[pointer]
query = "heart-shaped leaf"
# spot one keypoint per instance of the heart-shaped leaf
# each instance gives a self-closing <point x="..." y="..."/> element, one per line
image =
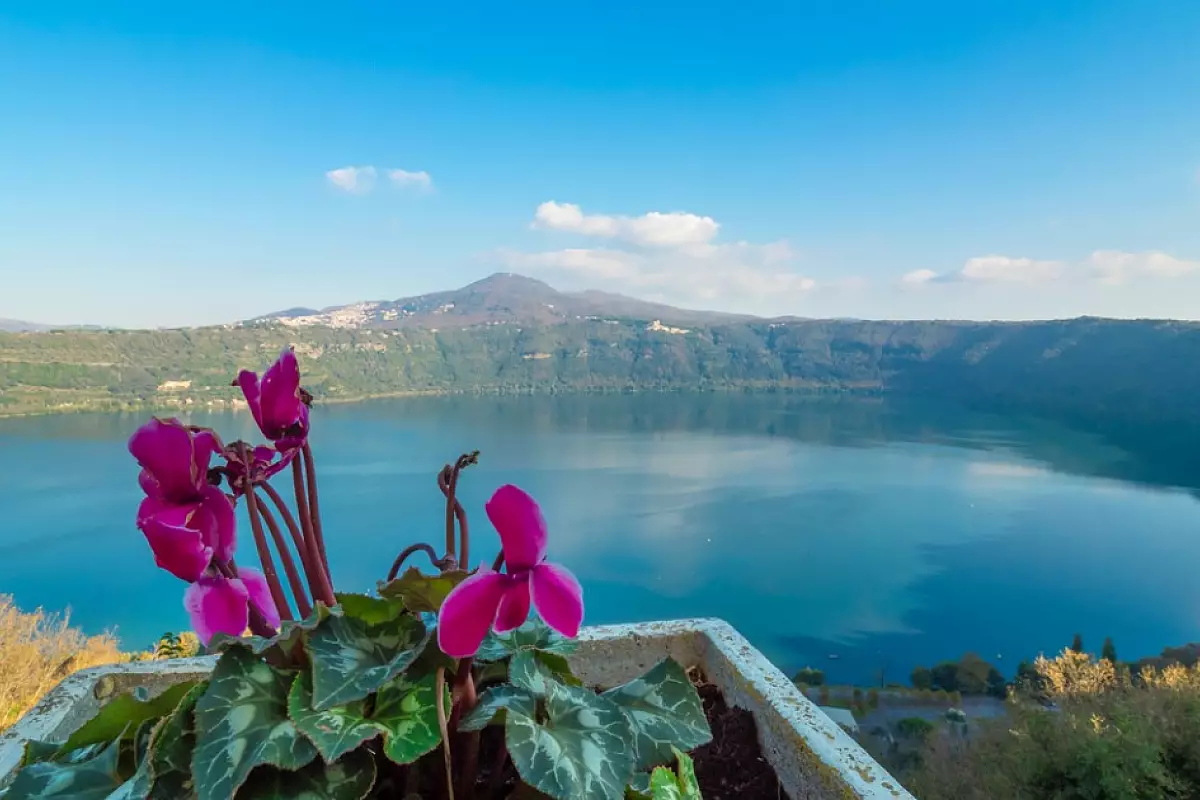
<point x="94" y="779"/>
<point x="336" y="731"/>
<point x="420" y="591"/>
<point x="580" y="752"/>
<point x="289" y="633"/>
<point x="407" y="714"/>
<point x="534" y="635"/>
<point x="349" y="779"/>
<point x="496" y="699"/>
<point x="125" y="713"/>
<point x="241" y="721"/>
<point x="171" y="749"/>
<point x="370" y="609"/>
<point x="352" y="659"/>
<point x="665" y="713"/>
<point x="667" y="785"/>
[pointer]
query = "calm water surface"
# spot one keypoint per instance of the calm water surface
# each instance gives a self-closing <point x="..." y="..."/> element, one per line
<point x="882" y="535"/>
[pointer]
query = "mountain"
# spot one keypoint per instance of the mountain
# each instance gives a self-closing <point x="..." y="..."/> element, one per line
<point x="503" y="298"/>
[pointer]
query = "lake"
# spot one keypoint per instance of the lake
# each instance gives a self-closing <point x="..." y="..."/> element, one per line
<point x="852" y="535"/>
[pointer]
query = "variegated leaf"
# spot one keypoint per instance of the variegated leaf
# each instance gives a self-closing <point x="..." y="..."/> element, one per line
<point x="580" y="752"/>
<point x="241" y="721"/>
<point x="94" y="779"/>
<point x="125" y="713"/>
<point x="171" y="750"/>
<point x="407" y="714"/>
<point x="352" y="659"/>
<point x="348" y="779"/>
<point x="665" y="713"/>
<point x="420" y="591"/>
<point x="369" y="609"/>
<point x="289" y="633"/>
<point x="534" y="635"/>
<point x="336" y="731"/>
<point x="681" y="785"/>
<point x="493" y="702"/>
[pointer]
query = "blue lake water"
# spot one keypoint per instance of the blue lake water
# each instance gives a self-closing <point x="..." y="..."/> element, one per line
<point x="882" y="534"/>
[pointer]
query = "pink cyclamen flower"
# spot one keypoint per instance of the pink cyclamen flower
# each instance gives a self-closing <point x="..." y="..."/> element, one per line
<point x="492" y="600"/>
<point x="191" y="523"/>
<point x="185" y="519"/>
<point x="277" y="402"/>
<point x="220" y="605"/>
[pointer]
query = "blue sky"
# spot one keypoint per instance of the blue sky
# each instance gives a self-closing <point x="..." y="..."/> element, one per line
<point x="874" y="158"/>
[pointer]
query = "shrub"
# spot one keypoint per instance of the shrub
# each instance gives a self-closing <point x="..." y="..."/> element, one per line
<point x="37" y="650"/>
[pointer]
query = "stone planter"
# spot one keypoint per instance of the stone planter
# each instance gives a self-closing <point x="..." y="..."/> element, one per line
<point x="813" y="756"/>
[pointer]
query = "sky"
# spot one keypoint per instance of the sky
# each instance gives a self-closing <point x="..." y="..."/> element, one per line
<point x="171" y="164"/>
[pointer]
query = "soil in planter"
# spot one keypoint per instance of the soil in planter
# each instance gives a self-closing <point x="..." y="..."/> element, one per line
<point x="729" y="768"/>
<point x="732" y="765"/>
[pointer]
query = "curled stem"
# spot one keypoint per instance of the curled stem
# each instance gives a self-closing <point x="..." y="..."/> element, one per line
<point x="264" y="552"/>
<point x="441" y="689"/>
<point x="408" y="551"/>
<point x="303" y="607"/>
<point x="318" y="577"/>
<point x="315" y="510"/>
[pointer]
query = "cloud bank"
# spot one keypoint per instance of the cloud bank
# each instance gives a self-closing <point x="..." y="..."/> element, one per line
<point x="667" y="256"/>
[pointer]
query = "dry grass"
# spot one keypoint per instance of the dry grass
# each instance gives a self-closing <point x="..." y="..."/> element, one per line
<point x="37" y="650"/>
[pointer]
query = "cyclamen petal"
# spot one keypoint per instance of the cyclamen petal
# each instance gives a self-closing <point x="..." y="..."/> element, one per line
<point x="177" y="547"/>
<point x="259" y="594"/>
<point x="280" y="396"/>
<point x="522" y="529"/>
<point x="468" y="612"/>
<point x="514" y="606"/>
<point x="168" y="451"/>
<point x="558" y="597"/>
<point x="216" y="605"/>
<point x="216" y="522"/>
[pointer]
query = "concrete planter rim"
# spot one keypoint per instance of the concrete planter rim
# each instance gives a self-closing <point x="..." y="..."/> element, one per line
<point x="811" y="755"/>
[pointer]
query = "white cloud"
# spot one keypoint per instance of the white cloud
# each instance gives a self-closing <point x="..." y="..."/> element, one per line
<point x="421" y="180"/>
<point x="355" y="180"/>
<point x="1002" y="269"/>
<point x="1115" y="268"/>
<point x="919" y="276"/>
<point x="653" y="229"/>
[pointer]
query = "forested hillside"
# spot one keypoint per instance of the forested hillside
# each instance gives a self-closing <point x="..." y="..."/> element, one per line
<point x="1090" y="367"/>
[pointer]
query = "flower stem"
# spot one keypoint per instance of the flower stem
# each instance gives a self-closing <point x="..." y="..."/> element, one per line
<point x="303" y="607"/>
<point x="264" y="557"/>
<point x="408" y="551"/>
<point x="318" y="577"/>
<point x="315" y="510"/>
<point x="441" y="689"/>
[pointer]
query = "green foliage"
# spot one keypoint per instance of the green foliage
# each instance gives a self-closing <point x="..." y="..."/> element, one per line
<point x="809" y="677"/>
<point x="580" y="752"/>
<point x="125" y="713"/>
<point x="681" y="785"/>
<point x="915" y="728"/>
<point x="94" y="779"/>
<point x="420" y="591"/>
<point x="353" y="657"/>
<point x="241" y="722"/>
<point x="665" y="713"/>
<point x="349" y="779"/>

::::

Goal of the exercise
Repeat every record precisely. Any picture among them stays out of the copy.

Output of the task
[pointer]
query = "heart-shaped leaf"
# spot one keypoint per instance of the heart-shaped leaf
# each instance gives a self-closing <point x="..." y="..."/> element, one per line
image =
<point x="94" y="779"/>
<point x="336" y="731"/>
<point x="420" y="591"/>
<point x="580" y="752"/>
<point x="289" y="633"/>
<point x="407" y="714"/>
<point x="534" y="635"/>
<point x="349" y="779"/>
<point x="496" y="699"/>
<point x="125" y="713"/>
<point x="241" y="721"/>
<point x="171" y="749"/>
<point x="370" y="609"/>
<point x="352" y="659"/>
<point x="665" y="713"/>
<point x="667" y="785"/>
[pointer]
query = "calm water surface"
# spot one keypoint per instance of the calm water surface
# each instance gives a self-closing <point x="..." y="..."/> element, one per line
<point x="882" y="535"/>
[pointer]
query = "mountain"
# spot one keypoint per instance of the mountain
# each instance gives a self-closing <point x="..." y="..."/> element, one per line
<point x="503" y="298"/>
[pointer]
query = "lake"
# spot one keypoint per instance of the lake
# each instance gives a self-closing <point x="..." y="..."/> element, one per line
<point x="852" y="535"/>
[pointer]
query = "variegated leaf"
# spot one keypoint per instance of the variegated leaf
# each instance gives a self-closing <point x="..." y="..."/> element, one per line
<point x="580" y="752"/>
<point x="241" y="721"/>
<point x="94" y="779"/>
<point x="125" y="713"/>
<point x="171" y="750"/>
<point x="407" y="714"/>
<point x="352" y="659"/>
<point x="348" y="779"/>
<point x="665" y="713"/>
<point x="420" y="591"/>
<point x="369" y="609"/>
<point x="289" y="633"/>
<point x="534" y="635"/>
<point x="336" y="731"/>
<point x="681" y="785"/>
<point x="493" y="702"/>
[pointer]
query = "blue lake water"
# spot one keypoint per instance of the blue lake water
# each instance gives a self-closing <point x="..." y="..."/> element, one per line
<point x="882" y="534"/>
[pointer]
query = "pink cyclamen flower"
# spot one keypoint per instance of the pink cyclamen flower
# each instance gives a self-closing <point x="..." y="..."/> element, one per line
<point x="492" y="600"/>
<point x="191" y="523"/>
<point x="185" y="519"/>
<point x="277" y="402"/>
<point x="220" y="605"/>
[pointer]
query = "blue sky"
# spot one keypoint per instance of the blue sky
# each instance gives a self-closing <point x="..." y="..."/> element, one per line
<point x="874" y="158"/>
[pointer]
query = "shrub"
# spot one keypoint per instance of the shrub
# each instance gives a self-closing <point x="..." y="..."/> element, one per line
<point x="37" y="650"/>
[pointer]
query = "stone planter"
# spot one keypoint per instance of the stone planter
# each instance gives a self-closing <point x="..." y="..."/> element, one per line
<point x="813" y="756"/>
[pointer]
query = "sky"
# spot one keypoint per instance of the sky
# each instance gives a self-closing <point x="..." y="..."/> element, one per line
<point x="171" y="164"/>
[pointer]
query = "soil in planter"
# spot one keypoint per instance of the soil in planter
# each instance gives a self-closing <point x="..." y="..."/> element, one per line
<point x="729" y="768"/>
<point x="732" y="765"/>
[pointer]
query = "curled stem"
# spot one keypoint per instance of the curled stem
# each instance gives a self-closing <point x="..." y="..."/> element, one per line
<point x="264" y="552"/>
<point x="441" y="689"/>
<point x="408" y="551"/>
<point x="303" y="607"/>
<point x="318" y="577"/>
<point x="315" y="510"/>
[pointer]
query = "cloud bank"
# spot one keypoint per instance of the cloud bank
# each instance gives a self-closing <point x="..." y="..."/> element, one per line
<point x="667" y="256"/>
[pointer]
query = "dry grass"
# spot one keypoint per instance of the dry grass
# each instance gives a self-closing <point x="..." y="..."/> element, one per line
<point x="37" y="650"/>
[pointer]
query = "cyclamen petal"
# spot one keypoint per instance of the cyclamen petal
# each instance gives a self-closing <point x="..." y="..."/> element, one per line
<point x="177" y="547"/>
<point x="259" y="594"/>
<point x="280" y="396"/>
<point x="522" y="529"/>
<point x="468" y="612"/>
<point x="514" y="606"/>
<point x="168" y="451"/>
<point x="558" y="597"/>
<point x="216" y="605"/>
<point x="216" y="522"/>
[pointer]
query = "concrete planter rim"
# spot one keypoint per instance of the concrete planter rim
# each instance gives a self-closing <point x="..." y="..."/> element, one per line
<point x="811" y="755"/>
[pointer]
query = "white cloud"
# spot one keypoint per instance of the white cloud
# each instance gives a self-closing <point x="..." y="..."/> element, one per line
<point x="421" y="180"/>
<point x="355" y="180"/>
<point x="1002" y="269"/>
<point x="1115" y="268"/>
<point x="919" y="276"/>
<point x="653" y="229"/>
[pointer]
query = "forested hillside"
# spot one keypoint per instance of the forested hillside
# each instance gives a self-closing <point x="..." y="..."/> element, one per line
<point x="1090" y="367"/>
[pointer]
query = "flower stem"
# spot one keypoint per instance of the flower stem
# each instance gives a self-closing <point x="..." y="..."/> element, one per line
<point x="303" y="607"/>
<point x="264" y="557"/>
<point x="408" y="551"/>
<point x="318" y="577"/>
<point x="315" y="510"/>
<point x="441" y="689"/>
[pointer]
query = "green foliage"
# spot one keypoint per instance of the green foliage
# each instance gives a self-closing <point x="..." y="..."/> element, one per line
<point x="809" y="677"/>
<point x="580" y="752"/>
<point x="125" y="713"/>
<point x="681" y="785"/>
<point x="915" y="728"/>
<point x="94" y="779"/>
<point x="420" y="591"/>
<point x="353" y="657"/>
<point x="241" y="722"/>
<point x="665" y="713"/>
<point x="349" y="779"/>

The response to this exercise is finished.